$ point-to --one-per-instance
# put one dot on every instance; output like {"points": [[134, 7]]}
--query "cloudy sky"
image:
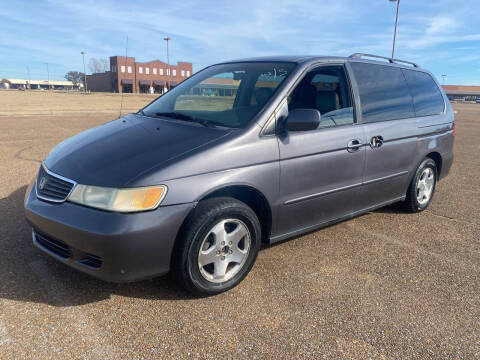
{"points": [[442, 35]]}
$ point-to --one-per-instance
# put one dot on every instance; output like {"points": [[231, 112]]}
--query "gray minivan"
{"points": [[242, 153]]}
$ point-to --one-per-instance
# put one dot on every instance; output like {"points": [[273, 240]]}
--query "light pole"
{"points": [[48, 77], [167, 39], [395, 31], [84, 74], [28, 74]]}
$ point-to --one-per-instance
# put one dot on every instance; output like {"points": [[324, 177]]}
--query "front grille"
{"points": [[92, 261], [51, 187], [59, 248]]}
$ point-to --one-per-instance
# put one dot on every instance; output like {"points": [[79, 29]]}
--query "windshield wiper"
{"points": [[185, 117]]}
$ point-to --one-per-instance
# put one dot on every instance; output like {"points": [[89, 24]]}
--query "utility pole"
{"points": [[167, 39], [395, 31], [84, 73], [48, 77]]}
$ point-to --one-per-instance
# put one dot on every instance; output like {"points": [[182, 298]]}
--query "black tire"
{"points": [[208, 213], [411, 202]]}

◆ ◆ ◆ ◆ ◆

• What to do:
Copy out each line of the listing above that contains the word "like".

• Solution to the exercise:
# put one dot on every instance; output like {"points": [[134, 7]]}
# put one dot on every instance; output like {"points": [[231, 112]]}
# put one dot on every instance; output like {"points": [[273, 240]]}
# put one dot on every instance; output like {"points": [[324, 177]]}
# put one dot on every instance; output like {"points": [[79, 29]]}
# put one dot on every instance; output like {"points": [[89, 24]]}
# put one dot on every instance; output like {"points": [[182, 298]]}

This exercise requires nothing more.